WORK INSTRUCTION: Your response should give back each record exactly, word for word.

INFORMATION GIVEN:
⁂

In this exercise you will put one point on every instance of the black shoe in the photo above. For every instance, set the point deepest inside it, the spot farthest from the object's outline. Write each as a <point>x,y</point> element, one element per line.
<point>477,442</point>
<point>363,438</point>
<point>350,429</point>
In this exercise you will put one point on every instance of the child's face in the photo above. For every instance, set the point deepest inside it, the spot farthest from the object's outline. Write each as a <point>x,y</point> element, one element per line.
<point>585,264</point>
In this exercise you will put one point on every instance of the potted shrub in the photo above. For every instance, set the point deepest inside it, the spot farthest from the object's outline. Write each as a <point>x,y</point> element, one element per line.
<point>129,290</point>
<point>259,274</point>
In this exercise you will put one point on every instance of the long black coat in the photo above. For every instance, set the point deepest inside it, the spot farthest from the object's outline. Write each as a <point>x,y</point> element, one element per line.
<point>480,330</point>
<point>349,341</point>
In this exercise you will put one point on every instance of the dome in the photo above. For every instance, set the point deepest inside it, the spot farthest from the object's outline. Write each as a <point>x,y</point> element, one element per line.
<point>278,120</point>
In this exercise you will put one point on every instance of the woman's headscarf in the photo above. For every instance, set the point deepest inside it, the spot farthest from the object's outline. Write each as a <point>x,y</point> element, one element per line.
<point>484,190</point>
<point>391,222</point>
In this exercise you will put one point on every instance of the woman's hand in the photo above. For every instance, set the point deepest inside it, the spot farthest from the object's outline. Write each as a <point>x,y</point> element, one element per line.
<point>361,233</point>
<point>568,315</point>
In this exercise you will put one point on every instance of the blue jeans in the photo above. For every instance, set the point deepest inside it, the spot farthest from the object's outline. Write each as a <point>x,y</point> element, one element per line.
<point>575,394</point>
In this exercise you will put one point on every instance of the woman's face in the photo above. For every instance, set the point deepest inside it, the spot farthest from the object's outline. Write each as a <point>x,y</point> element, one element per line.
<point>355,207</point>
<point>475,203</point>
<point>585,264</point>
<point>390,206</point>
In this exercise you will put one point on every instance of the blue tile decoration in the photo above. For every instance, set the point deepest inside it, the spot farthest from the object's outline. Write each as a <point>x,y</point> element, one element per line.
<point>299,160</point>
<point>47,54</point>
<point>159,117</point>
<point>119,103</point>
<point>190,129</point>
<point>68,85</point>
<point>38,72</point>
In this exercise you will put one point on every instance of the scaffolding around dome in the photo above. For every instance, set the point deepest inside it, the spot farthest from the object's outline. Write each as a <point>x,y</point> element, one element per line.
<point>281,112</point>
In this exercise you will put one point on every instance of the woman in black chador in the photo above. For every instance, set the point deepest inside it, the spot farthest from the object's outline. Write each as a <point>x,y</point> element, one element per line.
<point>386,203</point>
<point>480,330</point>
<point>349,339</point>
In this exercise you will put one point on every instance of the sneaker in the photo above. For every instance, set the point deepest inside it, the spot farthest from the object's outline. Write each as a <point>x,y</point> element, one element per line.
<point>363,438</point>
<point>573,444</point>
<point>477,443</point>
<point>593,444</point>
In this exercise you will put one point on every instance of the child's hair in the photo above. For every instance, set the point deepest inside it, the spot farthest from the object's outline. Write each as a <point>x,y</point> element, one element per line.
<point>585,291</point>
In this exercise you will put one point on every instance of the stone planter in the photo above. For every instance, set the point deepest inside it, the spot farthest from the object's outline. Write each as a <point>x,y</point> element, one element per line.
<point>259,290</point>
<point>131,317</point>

⁂

OUTPUT OF THE TASK:
In this exercise you will put one point on every instance of the black shoe in the photo above. For every instance, set the point deepest inside it, the spot farthest from the object's outline. Write each as a <point>x,y</point> element, one element per line.
<point>477,442</point>
<point>363,438</point>
<point>350,429</point>
In this exercise you will put one point on every instance of the child's face in the photo above. For every instance, set the point deepest inside it, the spot farthest from the object's outline. Write each as a <point>x,y</point> element, one element per line.
<point>585,264</point>
In this exercise you will put one point on every instance of the potted shrub in the photo above. For every instance, set the point deepest inside it, the spot farthest from the object's outline. Write each as a <point>x,y</point> element, one element per line.
<point>129,290</point>
<point>259,274</point>
In this exercise you will put one point on every instance of the long black coat in the photo above. For every instance, set the point deepest inside it, the spot farthest from the object's outline. Write each as a <point>x,y</point> element, one element per line.
<point>480,330</point>
<point>349,341</point>
In this exercise you will put one point on every instance of the dome in the photo above. For every instance, set the point deepest inside it, the spot farthest from the object's outline. Write each as a <point>x,y</point> element, one element per line.
<point>278,120</point>
In this exercise you will put one point on every instance of the woman's headscarf in the photo above. For every instance, set the point deepest inside it, the spot farthest from the object's outline. Write each as a <point>x,y</point> element, one element per line.
<point>484,190</point>
<point>391,222</point>
In this exercise you will put one point on every instance of the woman's hand in the photo above. For every instance, set the point deepest inside it, the spot farthest from the object's outline. Write each as a <point>x,y</point> element, one element per line.
<point>361,233</point>
<point>568,315</point>
In this exercise you will put one point on every instance of the blue jeans in the photo above. For every instance, set the point deepest inside it, the spot farthest from the object's outline. Write each as a <point>x,y</point> element, one element per line.
<point>575,394</point>
In this exercise you will put one point on every instance of the woman's face in the photo above. For every instance, set the point deepest inside it, the spot farthest from the object's outline. Write each as a <point>x,y</point> element, one element per line.
<point>355,207</point>
<point>475,203</point>
<point>585,264</point>
<point>390,206</point>
In this exercise you will put one point on every instance of the blue tile decoration in the photo above. For every instance, set the point deepest inside it, the spot farthest from the object's outline. Write each as a <point>x,y</point> element, one element per line.
<point>299,160</point>
<point>47,54</point>
<point>159,117</point>
<point>119,103</point>
<point>190,129</point>
<point>68,85</point>
<point>38,72</point>
In this exercise you will put one point on every instance of the scaffolding around dome in the photo above. For every instance, set the point deepest inside it, the spot farthest from the object's outline. Write each as a <point>x,y</point> element, one element per line.
<point>281,112</point>
In this exercise you will put one point on every instance of the woman in black chador in the photo above. For every instance, set the point deepest inside it, the spot farthest from the object's outline. Write each as a <point>x,y</point> element, one element per line.
<point>386,203</point>
<point>480,330</point>
<point>349,339</point>
In this exercise you will put one point on every instance of the sneaker in the photo above. For every instance, set the point deepest inside it, the spot farthest from the object's outline. Write each as a <point>x,y</point> element, one element per line.
<point>363,438</point>
<point>573,444</point>
<point>477,443</point>
<point>593,444</point>
In this exercise you will put one point on every instance of the child's hair in the photo above. For every instance, set the point deepest inside it, the spot farthest from the object's outline. Write each as a <point>x,y</point> element, one element per line.
<point>585,291</point>
In this exercise you will put one point on every instance of the stone planter in the photo above. For every instance, set the point deepest inside it, the spot farthest from the object's outline. Write each as a <point>x,y</point> element, one element per line.
<point>259,290</point>
<point>131,317</point>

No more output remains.